本文抜粋
+===+

SLE は openSUSE Leap と異なり、ここで Role を選択します。ここでも言語が選べますが、英語のまま進めます。SUSE Linux Enterprise 15 sp4 を選びます。また、ここでキーボードを選んで、特殊キーなどの配置を確認してください。
License Agreement > Agree
ここでは、登録をスキップします。インストール後、デバイスドライバなどが完全に動いてから、YaST から購読を登録してアップデートを更新するのが良いでしょう。
Registration > Skip registration
サブスクリプション購読の申し込みはオンラインでも申し込むことができます。
Shop Online : SUSE Linux Enterprise Serverhttps://www.suse.com/shop/server/
次に拡張モジュールを指定できますが、ここは最小限の指定だけで結構です。もしくは、他にインストールソースが指定できない場合は、この画面で、そのままブートメディアからインストールする拡張機能を指定します。
USB メモリなどのメディア以外をインストールソースに使える環境では、次の画面から別なソースを指定できます。
Add ボタンでインストールソースに、ローカル HTTP サーバなどを追加します。
ここで、ローカルネットワークに用意したインストールソースを指定します。ここでは HTTP サーバを指定しますが、他にも FTP やWIndows の SMB、DVDメディアなどを指定することができます。
指定したインストールメディアから、追加する拡張機能をチェックします。Base system, Server Applications, などは必須です。デバイスドライバのコンパイルなどのための、Development Tool, 使い慣れた Legacy Module, GUI 版 YaST やgedit などの Desktop Environment などもチェックしておきます。
次の画面で、システム用途を指定します。プライベートクラウド向けの仮想ハイパーバイザーなら、XEN か KVM をチェックしたいところですが、おとなしく GNOME デスクトップを選んで、サマリ画面で追加のハイパーバイザーを指定することをおすすめします。
ブートしたメディアのリポジトリを削除するか、Enableed のチェックを外して、インストールソースをローカルネットワークの共用サーバのみにします。
もっとも USB メモリからインストールする場合は、そのまま残しておくことになります。
ここも openSUSE とは異なるので注意します。
BtrFS のルートパーティションの他に、 /home が XFS で提案されています。BtrFS はロールバックのためのスペースを必要とするため、ルートパーティションは 30Gb から 40Gb は最低必要です。
将来アップデートすることもあり得るので、ルートパーティションは100Gb 程度は確保しておくようにしています。また、私の好みなのですが、100Gb 程度の未使用領域をいつも残しておいています。何かあれば、ここに別なシステムをインストールできるわけですね。
Expert Partiyioner から Start with current Proposal でパーティションを構成し直します。

+===+

提供エントリ
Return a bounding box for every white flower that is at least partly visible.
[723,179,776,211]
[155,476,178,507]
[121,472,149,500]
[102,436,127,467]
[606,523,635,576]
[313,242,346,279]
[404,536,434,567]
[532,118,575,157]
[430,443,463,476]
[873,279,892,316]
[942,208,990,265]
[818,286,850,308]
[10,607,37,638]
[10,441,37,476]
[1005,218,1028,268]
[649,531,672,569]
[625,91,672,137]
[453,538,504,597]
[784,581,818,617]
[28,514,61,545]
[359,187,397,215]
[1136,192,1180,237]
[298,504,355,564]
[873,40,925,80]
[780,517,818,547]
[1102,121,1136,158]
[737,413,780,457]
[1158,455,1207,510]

+===+

課題
本文抜粋で「指定したインストールメディアから」で始まる段落を、主な内容を残して箇条書きにまとめてください。

解答
- 指定したインストールメディアから、追加する拡張機能をチェックする
- 必須：Base system、Server Applications など
- あわせてチェックするもの：
  - Development Tool（デバイスドライバのコンパイルなどのため）
  - 使い慣れた Legacy Module
  - Desktop Environment（GUI 版 YaST や gedit など）